**PAGE EXTRACT**:
START

"Claib" Jones James Claybourne "Claib" Jones, was born on February 14th, 1826 on Arnold Fork, a branch of Beaver Creek. He was the son of John and Rebecca (Arnold) Jones. Shortly after Claib was born the Jones family moved down Beaver about fifteen miles, to settle on another small creek. His father was the first man to live on this creek and gave it the name of
Jones Fork. At that time the section known as Beaver Creek
was sparsely settled, with only five other families
living near them. As with many other men of the time, Claib's occupation might have been lawman but his reputation was also that of feudist. The numerous incidents between Claib Jones and Devil John Wright resulted in disparity that last for decades. One of their conflicts began when Claib obtained warrants for the parties thought to have murdered Frank Salyer. The suspects were Talton Hall, ____ Bates and ____ Johnson. But Jones had difficulty getting the sheriff, or for that matter, any of the county officers, to execute the warrants. Finding no one else agreeable he went to his old friend Dick Vance, who readily agreed to get some men and attempt an arrest. Vance had a score to settle with Talton Hall, since he felt Hall had made an attempt to kill him.
Vance was at Federal Court in Catlettsburg, in Boyd County,
Kentucky, over a matter of moonshining. He was staying at a
hotel when he claimed he saw one of Halls men
quietly enter the sleeping rooms, strike a match and examine the faces of the sleeping men. When he passed the bed where Vance was sleeping, he went back out. Vance, expecting trouble, had moved to another bed in different
part of the building when three men, Talt Hall, Talt's brother
Andy Hall and Uriah Bates returned. They picked up the
man they thought was Vance and tossed him out a third
story window to hit the brick pavement
below, killing him instantly.

END

**SOURCE DATA**:

START

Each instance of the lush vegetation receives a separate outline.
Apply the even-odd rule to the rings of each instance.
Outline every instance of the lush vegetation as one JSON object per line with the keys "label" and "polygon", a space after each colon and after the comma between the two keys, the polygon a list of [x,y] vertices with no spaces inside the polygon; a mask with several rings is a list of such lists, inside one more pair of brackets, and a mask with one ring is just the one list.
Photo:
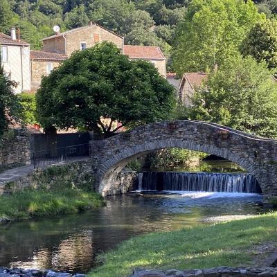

END

**WRITTEN PROBLEM A**:
According to the account of Claib Jones, on what date was he born?
**WRITTEN PROBLEM B**:
Reproduce word for word the stretch of the Claib Jones account from "Vance was at" through "killing him instantly.".
**WRITTEN PROBLEM C**:
Resume the account of Claib Jones, picking up after its final sentence.
The listing bears no relation to the account of Claib Jones.

**FINAL ANSWER A**:
February 14th, 1826

**FINAL ANSWER B**:
Vance was at Federal Court in Catlettsburg, in Boyd County,
Kentucky, over a matter of moonshining. He was staying at a
hotel when he claimed he saw one of Halls men
quietly enter the sleeping rooms, strike a match and examine the faces of the sleeping men. When he passed the bed where Vance was sleeping, he went back out. Vance, expecting trouble, had moved to another bed in different
part of the building when three men, Talt Hall, Talt's brother
Andy Hall and Uriah Bates returned. They picked up the
man they thought was Vance and tossed him out a third
story window to hit the brick pavement
below, killing him instantly.

**FINAL ANSWER C**:
The man tossed out the window proved to be John Adams
of Letcher County. Adams had been arrested on a charge of violating a Federal law and was on his way to Louisville in handcuffs and leg shackles. Talton Hall was guarding the prisoner when the incident happened. The information Hall gave was that Adams had jumped from the window in an attempted escape.
Dick Vance was quick to retaliate for the attempt on his life. On his way home from Federal Court, he waylaid and shot Talt's brother Andrew Hall as Hall was climbing a fence carrying a bag of potatoes on his back. Linville Higgins and Andy Slone were also thought to be involved in the killing. Not long afterward Linville Higgins was murdered near the present site of Hindman in Knott County. Old Dave Hall, father of Talton Hall, had been considered as a suspect in the murder of Linville Higgins. However, Dave Hall, who was also the father of Andrew Hall, had no part in the killing, other than possibly relishing the death of one of the gang that had murdered his son.
Three men were indicted for the Higgins murder, one of which was positively identified as Wash Craft, of Letcher County. Two other suspects were Sam Wright and Benjamin Jones. Sam, known as "Kinky Haired Sam", was a son of Joel E. and Eliza Wright and brother of Devil John Wright. It was also mentioned that William S. Wright was implicated in this murder. William S. was a son of Sidney Wright and a cousin of Devil John. When Claib Jones and Dick Vance went back to Floyd County they carried warrants in their pockets issued for Talton Hall and those of his gang. Claib began his search for
the wanted men. They made their way to the Bates home
where he knew Talton Hall was staying. Jones stationed his
gang as best he could for concealment, using trees,
rocks, and any other such obstructions that
afforded them safety from gun fire. He had just taken his glasses off to rest his eyes when Talt came outside to sit in the yard and read a newspaper.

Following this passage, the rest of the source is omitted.